- [WHAT YOU NEED TO DO]
Copy every one of the records below word for word, leaving out the pictures.

- [PROVIDED RECORDS]
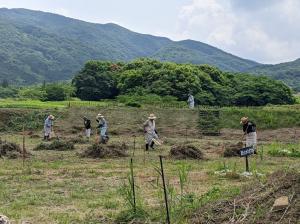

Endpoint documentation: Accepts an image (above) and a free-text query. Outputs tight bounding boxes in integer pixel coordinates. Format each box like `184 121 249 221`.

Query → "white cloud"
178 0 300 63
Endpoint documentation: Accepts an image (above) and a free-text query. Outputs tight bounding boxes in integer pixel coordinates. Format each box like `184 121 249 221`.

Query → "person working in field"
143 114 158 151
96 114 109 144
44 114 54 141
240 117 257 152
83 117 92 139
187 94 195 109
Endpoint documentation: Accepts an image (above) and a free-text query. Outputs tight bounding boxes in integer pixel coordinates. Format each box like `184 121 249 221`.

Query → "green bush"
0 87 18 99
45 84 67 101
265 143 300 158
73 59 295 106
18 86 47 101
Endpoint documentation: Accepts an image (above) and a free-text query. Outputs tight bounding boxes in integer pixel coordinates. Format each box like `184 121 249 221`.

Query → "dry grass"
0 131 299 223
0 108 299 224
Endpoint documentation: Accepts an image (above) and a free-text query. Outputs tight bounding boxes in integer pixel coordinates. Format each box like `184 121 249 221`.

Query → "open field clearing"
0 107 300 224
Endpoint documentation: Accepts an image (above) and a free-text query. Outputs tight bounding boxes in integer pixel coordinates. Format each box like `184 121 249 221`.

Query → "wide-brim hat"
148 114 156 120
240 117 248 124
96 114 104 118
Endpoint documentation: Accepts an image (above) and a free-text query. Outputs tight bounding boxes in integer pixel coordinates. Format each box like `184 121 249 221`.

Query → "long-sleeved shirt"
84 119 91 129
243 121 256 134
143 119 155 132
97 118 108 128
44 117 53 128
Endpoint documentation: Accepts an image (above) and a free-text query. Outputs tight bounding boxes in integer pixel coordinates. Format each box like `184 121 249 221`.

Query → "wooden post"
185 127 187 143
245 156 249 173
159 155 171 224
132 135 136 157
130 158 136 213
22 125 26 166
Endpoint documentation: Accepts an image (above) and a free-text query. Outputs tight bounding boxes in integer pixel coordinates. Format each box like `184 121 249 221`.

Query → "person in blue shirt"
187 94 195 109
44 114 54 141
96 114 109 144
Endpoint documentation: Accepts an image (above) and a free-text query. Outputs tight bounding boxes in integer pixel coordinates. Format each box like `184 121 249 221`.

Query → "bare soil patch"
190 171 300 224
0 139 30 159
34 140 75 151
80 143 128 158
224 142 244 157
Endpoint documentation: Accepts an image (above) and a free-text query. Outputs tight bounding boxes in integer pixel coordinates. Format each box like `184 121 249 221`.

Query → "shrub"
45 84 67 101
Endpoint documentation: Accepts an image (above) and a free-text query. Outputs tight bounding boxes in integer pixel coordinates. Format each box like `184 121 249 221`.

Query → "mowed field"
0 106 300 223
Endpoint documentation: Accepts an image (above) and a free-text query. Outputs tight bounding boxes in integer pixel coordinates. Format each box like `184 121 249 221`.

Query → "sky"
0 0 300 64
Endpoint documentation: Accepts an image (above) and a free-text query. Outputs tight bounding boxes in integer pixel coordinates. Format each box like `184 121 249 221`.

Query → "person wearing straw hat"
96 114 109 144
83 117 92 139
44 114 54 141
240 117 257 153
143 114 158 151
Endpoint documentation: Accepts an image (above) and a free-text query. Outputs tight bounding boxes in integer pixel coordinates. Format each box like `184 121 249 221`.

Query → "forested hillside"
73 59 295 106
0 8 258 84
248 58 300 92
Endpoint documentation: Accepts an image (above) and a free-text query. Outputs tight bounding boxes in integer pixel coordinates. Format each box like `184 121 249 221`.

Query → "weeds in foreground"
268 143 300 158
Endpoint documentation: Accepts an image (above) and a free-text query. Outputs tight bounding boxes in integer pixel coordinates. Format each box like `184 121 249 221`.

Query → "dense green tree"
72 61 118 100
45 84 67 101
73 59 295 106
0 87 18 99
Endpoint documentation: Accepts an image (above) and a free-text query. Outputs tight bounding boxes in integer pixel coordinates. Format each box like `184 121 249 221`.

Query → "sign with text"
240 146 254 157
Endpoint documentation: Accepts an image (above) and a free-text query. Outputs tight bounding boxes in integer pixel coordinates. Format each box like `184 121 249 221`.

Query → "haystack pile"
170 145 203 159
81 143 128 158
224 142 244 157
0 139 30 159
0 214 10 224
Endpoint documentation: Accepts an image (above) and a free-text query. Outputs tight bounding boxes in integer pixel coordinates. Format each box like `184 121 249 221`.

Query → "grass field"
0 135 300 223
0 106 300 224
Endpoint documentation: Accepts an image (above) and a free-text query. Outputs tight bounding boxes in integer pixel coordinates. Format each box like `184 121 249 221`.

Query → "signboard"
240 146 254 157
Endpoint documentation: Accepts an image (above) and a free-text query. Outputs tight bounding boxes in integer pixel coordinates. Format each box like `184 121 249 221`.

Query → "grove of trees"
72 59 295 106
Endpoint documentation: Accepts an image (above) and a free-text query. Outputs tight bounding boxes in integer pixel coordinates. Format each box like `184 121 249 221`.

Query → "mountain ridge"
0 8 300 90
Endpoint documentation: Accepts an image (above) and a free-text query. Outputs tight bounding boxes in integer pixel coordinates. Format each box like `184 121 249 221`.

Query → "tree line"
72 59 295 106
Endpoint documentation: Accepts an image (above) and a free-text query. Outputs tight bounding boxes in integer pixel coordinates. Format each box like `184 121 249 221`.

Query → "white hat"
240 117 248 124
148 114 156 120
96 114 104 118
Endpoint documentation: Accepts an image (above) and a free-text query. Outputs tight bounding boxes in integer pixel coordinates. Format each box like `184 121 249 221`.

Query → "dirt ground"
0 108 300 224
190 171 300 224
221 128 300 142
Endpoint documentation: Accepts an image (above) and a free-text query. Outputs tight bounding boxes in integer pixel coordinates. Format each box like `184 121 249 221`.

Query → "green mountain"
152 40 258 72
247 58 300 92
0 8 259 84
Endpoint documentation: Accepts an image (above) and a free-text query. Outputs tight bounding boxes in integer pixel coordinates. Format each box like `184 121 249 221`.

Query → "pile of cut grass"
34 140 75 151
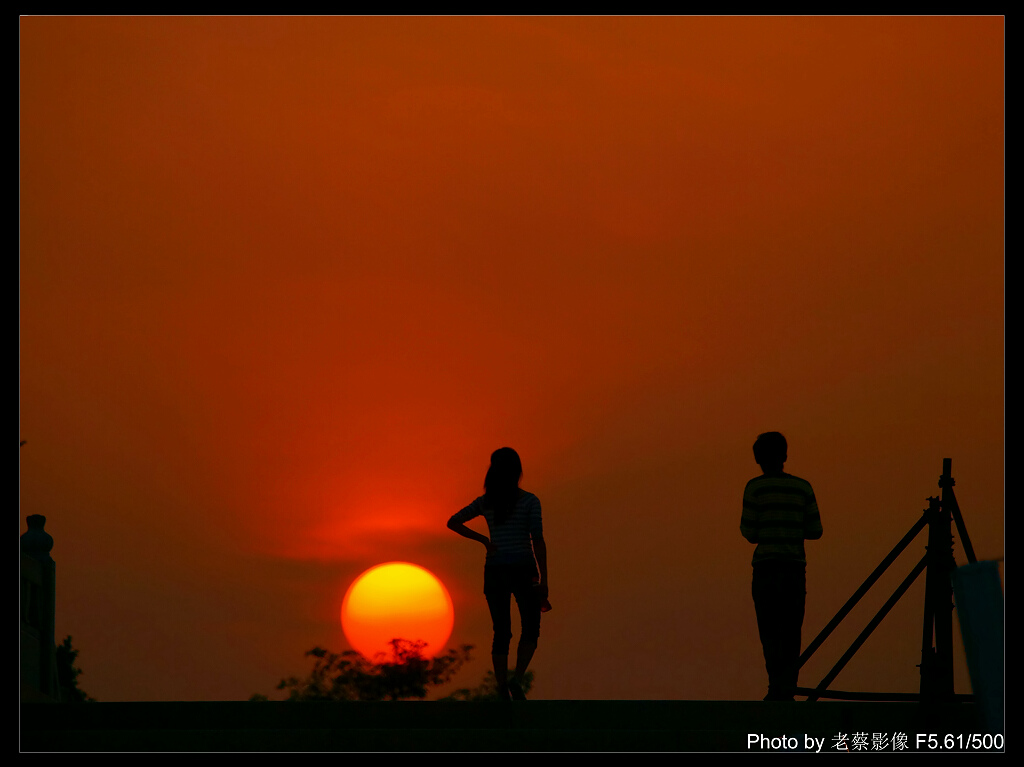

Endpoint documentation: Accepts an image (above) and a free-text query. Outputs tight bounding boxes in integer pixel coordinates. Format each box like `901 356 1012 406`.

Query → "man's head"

- [OUTPUT OF THE TASK]
Endpoint documentation: Accepts an image (above) and a free-text query. Outputs tight bounding boxes in integer pixel coordinates. Format each box like `184 121 249 221`.

Query → "white cloud"
178 0 300 63
Endpoint documentation: Accepts an image (above) and a free-text query. Outputs tight bounding boxes in integer pixel coordinates. Format each box like `184 121 249 221`.

Query → "person working in field"
143 114 158 151
96 114 109 144
44 114 54 141
240 117 257 152
83 117 92 139
187 94 195 109
Endpoint documentation: Accepts an image (above) and a free-text query. Outputs tight bounding boxes in integer pixel coordinates. Format each box like `184 121 249 221`.

Query → "green bush"
0 87 18 99
45 84 67 101
265 143 300 158
73 59 295 106
18 86 47 101
Endpoint documentation: Accepts an image (above) and a free-text query. Outputs tight bounding boxes in integer pixel coordinates. Format each box like `184 121 249 221`.

Query → "dry grass"
0 131 299 223
0 108 299 224
Endpoint documentation: Accepts an image (above) and a free-text query. Outputs tight bounding boxes in integer pixel coordinates. Format each box like `184 121 249 221`.

Query → "open field clearing"
0 107 300 224
Endpoint documentation: Accepts an image (above) and a free-text query. Outputs tight bounding boxes in integer pixel coordinates. Format each box like `184 121 249 221`.

Query → "wide-brim hat"
148 114 156 120
240 117 248 124
96 114 104 118
Endpoint documentation: Accepts an image (above) and a free-text query. Outputs tight bounding boxes in integer pixel coordinates. Format each box like `184 121 249 221`.

Query → "long-sleeved shirt"
84 119 91 129
243 121 256 134
143 119 155 132
97 118 108 128
44 117 53 128
Endpoint documentation: Accepts an image (above) and a free-text query. Outputs tight bounding boxes in integer pixel coordinates. Format each box like `184 121 249 221`.

Query → "wooden post"
185 127 187 143
245 156 249 173
159 155 171 224
132 135 136 157
130 158 136 213
22 125 26 166
Endpoint documentation: Accepts an image (above) and a free-text query. Outputs tight bounding boxes in integer pixel coordinates. Format each box like `184 121 249 221`.

Query → "person in blue shirt"
187 94 195 109
44 114 54 141
96 114 109 144
Endpoint documentation: Accepts an image (above) and a free-text query. Outputs tight bounding boxes in integer pixel coordinates. Format each box like `184 121 249 221`.

Query → "bare soil patch"
190 171 300 224
0 139 30 159
34 140 75 151
80 143 128 158
224 142 244 157
Endpoint documentation: Accepts an image (above) and a free-text query. Outputs tight bounding boxes in integer pixel coordinates. Format each box like `184 121 249 221`.

Query → "shrub"
45 84 67 101
Endpoint documentation: Accepts an image (above) and a free-text query. Outputs tight bounding boxes in integer pixel coordinates. Format each box like `184 121 249 221`.

Query → "mowed field"
0 106 300 223
Endpoint documentation: Accepts an image (above) and a free-text query. Outputs tight bounding boxes in integer pixel coordinates. Format each box like `184 121 249 221`.

Query → "sky"
0 0 300 64
Endpoint documentation: Accepts an image (above) and a free-text query. Outputs tight bounding boxes in integer pixel coordinates. Format each box like `184 121 249 221`.

Query → "person wearing straw hat"
96 114 109 144
83 117 92 139
44 114 54 141
240 117 257 153
143 114 158 151
Endpoint documentation: Accepts an image (above) and a free-text query. Outputs tight bounding boxes in integer pixel coordinates. Format each box like `184 121 249 221`.

Query → "forested hillside"
73 59 295 106
0 8 258 84
248 58 300 92
Endpoint documentation: Accepts an image (above) and a free-text query. Outputs tight bounding boxes in integer pixel coordinates. Format each box like `184 121 249 221`.

Query → "weeds in foreground"
268 143 300 158
Endpoint documentation: Accepts an image (above) and a free-text query. Outputs tight bounding boxes in integer pixel coordinates. Format each box like `184 121 249 221`.

Query → "dense green tree"
72 61 118 100
45 84 67 101
73 59 295 106
0 87 18 99
Endpoint documentation: Accepts an image (above) and a free-text query. Outputs tight bounding boxes in integer pixel coordinates. Format each box like `184 121 249 221`.

Query → "sign with text"
240 146 254 157
Endpoint documentation: Accepts an image (above) and a free-text query. Outputs tight bounding boxes in integer pixel coordinates. Format each box like `184 121 249 221`.

Query → "haystack pile"
170 145 203 159
81 143 128 158
224 142 244 157
0 139 30 159
0 214 10 224
Endpoint documentation: Accepts an image (above) and a free-text query. Outputs tight bounding boxes in integer pixel coordinates. Format each box like `184 121 249 221`.

Query → "grass field"
0 135 300 223
0 106 300 224
Endpoint documentation: Accepts an image (above) and a free-text query. Outputs tight bounding boxes in integer pixel coordinates. Format each box like `184 121 249 221`.

Query → "signboard"
240 146 254 157
Endpoint documentation: Accepts an image (above) and a free-text query. Outputs tight bounding boxes in integer pixel coordinates. Format each box like `184 121 249 221`.

Query → "grove of trees"
72 59 295 106
Endpoint documentation: Accepts an image (above) and a free-text query. Outputs tight bounding boxes in integer pixel coordinates. Format each box like `184 121 249 221`.

Query → "mountain ridge"
0 8 300 90
Endpoint documentation: Accepts an image (above) and a free-text query. Outputs tight bounding boxes in integer pixel coordinates. Format each box like `184 121 249 221`.

Query → "tree line"
72 59 295 106
Endpoint documentation: Accepts an image (above) and a free-text query. Outputs tight bounding boxes in integer pixel coordinates. Format each box like `184 121 249 221`.

Query → "white hat"
240 117 248 124
148 114 156 120
96 114 104 118
Endpoint documentation: Accepts an image (above) and a free-text query. Outputs tight bounding boxes in integer pixel coordinates. Format each box like `184 121 249 221`.

Query → "dirt ground"
0 108 300 224
190 171 300 224
221 128 300 142
Endpoint documentation: Accepts an image (above) and a free-text query. Outputs tight bounding boxes in integer pixel coordinates. Format each box like `184 121 249 221`.

Query → "green mountain"
152 40 258 72
247 58 300 92
0 8 259 84
Endpoint documentation: Accepts an image (above) and a free-text query. Outputs tight bounding boxes in integer pixel coordinates. Format each box like `184 121 249 221`.

Query → "pile of cut grass"
34 140 75 151

Endpoint documentation: Accepts an image (above) and a free-text query. Outputs tight bounding boxes in integer pixel coordinates. Format each box like `901 356 1012 406`.

Query → "man's head"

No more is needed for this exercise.